It's the nature of the verbs in this example that's causing the trouble.
Let's start by getting a different that-complement clause to contrast:
- I want to decide that the train arrives before noon.
(Using I will marry John, again involving the speaker, complicates matters unnecessarily.)
Want and decide are both mental acts. Which means they're very abstract and hard to combine.
Since they're both mental acts and they both take complement clauses, try reversing them.
Want can't take a that-clause, so this is ungrammatical:
- *I decided to want that the train arrives before noon.
but an infinitive complement is grammatically straightforward:
- I decided to want the train to arrive before noon.
though strange -- how can one decide what to want? Desires are emotional, decisions are rational.
There is a reason why want takes an infinitive complement with either A-Equi or B-Raising:
- I want to talk to the winner. [I want, I talk -- A-Equi configuration]
- I want her to talk to the winner. [I want, she talks -- B-Raising configuration]
These are both events, or at least states, that have not happened at the time of wanting.

§ **Data items**:
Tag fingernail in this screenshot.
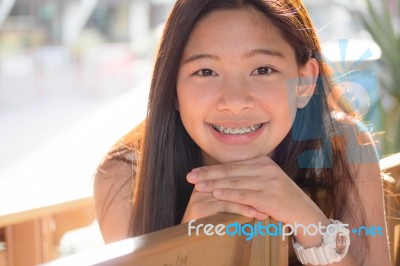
[187,171,197,181]
[214,189,222,196]
[249,208,256,216]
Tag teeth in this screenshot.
[212,124,262,135]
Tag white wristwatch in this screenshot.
[292,219,350,265]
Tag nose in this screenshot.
[217,79,255,114]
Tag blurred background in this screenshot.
[0,0,400,265]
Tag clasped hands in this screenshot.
[182,156,328,244]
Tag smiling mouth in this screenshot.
[211,123,264,135]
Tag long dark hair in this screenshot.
[126,0,363,251]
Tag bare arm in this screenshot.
[94,154,135,243]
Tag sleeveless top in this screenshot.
[95,118,378,265]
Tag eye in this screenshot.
[250,67,276,75]
[194,68,218,77]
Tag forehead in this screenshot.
[184,8,293,54]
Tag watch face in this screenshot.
[335,232,347,255]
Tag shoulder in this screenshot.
[334,114,379,165]
[93,122,144,242]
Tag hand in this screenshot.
[187,156,329,246]
[181,189,259,223]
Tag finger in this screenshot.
[216,201,260,218]
[195,176,266,192]
[187,164,265,184]
[213,188,263,208]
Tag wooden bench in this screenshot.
[0,197,95,266]
[46,213,289,266]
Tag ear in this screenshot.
[296,58,319,109]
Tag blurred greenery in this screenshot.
[352,0,400,154]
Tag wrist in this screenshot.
[294,216,330,248]
[292,220,350,265]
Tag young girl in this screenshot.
[94,0,389,265]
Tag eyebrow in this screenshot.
[183,48,285,65]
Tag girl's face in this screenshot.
[177,9,318,165]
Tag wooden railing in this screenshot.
[0,154,400,266]
[48,213,288,266]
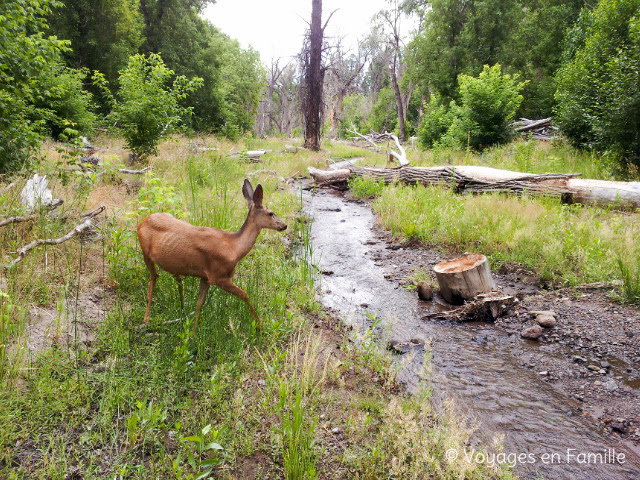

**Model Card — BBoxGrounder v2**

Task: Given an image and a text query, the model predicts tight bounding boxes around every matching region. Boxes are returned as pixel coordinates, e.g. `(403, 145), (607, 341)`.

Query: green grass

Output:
(373, 180), (640, 285)
(0, 138), (507, 479)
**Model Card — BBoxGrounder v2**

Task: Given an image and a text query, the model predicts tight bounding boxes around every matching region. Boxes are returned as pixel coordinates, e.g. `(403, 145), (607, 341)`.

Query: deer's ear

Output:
(253, 184), (262, 206)
(242, 178), (253, 203)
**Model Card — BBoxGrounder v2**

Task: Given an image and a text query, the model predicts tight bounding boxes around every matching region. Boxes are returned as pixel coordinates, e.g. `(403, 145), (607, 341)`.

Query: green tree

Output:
(49, 0), (144, 85)
(0, 0), (66, 172)
(113, 54), (202, 158)
(556, 0), (640, 166)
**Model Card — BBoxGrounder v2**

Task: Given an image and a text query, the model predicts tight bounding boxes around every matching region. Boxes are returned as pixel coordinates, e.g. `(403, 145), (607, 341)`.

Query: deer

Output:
(138, 179), (287, 332)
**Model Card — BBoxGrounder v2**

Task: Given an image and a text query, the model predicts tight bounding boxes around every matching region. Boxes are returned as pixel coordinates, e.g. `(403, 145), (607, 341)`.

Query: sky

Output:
(204, 0), (400, 65)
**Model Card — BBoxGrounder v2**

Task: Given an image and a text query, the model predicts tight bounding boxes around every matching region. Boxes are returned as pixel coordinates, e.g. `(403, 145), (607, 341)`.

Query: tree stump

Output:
(433, 253), (496, 305)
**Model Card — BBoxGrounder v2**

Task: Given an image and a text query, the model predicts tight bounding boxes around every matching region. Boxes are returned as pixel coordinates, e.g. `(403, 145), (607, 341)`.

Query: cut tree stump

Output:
(433, 253), (496, 305)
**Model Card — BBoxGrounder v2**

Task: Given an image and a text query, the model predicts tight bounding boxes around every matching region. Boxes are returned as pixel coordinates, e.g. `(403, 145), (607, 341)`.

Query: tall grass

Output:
(373, 185), (640, 285)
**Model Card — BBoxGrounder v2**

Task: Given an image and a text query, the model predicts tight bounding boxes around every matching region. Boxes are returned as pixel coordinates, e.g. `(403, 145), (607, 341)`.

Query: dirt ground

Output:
(360, 194), (640, 452)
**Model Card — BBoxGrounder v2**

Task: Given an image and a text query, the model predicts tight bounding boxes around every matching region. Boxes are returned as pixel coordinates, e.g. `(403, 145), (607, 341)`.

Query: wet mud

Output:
(303, 183), (640, 480)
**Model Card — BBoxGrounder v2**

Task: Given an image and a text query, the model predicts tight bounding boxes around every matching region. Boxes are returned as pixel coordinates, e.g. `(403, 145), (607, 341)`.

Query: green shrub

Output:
(0, 0), (68, 173)
(114, 53), (202, 157)
(418, 95), (453, 149)
(36, 64), (96, 140)
(555, 0), (640, 171)
(445, 64), (525, 150)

§ **REQUIREMENTS**: Set down the part of the grammar passage above that starts at "It's the nature" and ends at "decide that the train arrives before noon.", copied word for word.

§ **FINISHED TASK**:
It's the nature of the verbs in this example that's causing the trouble.
Let's start by getting a different that-complement clause to contrast:
- I want to decide that the train arrives before noon.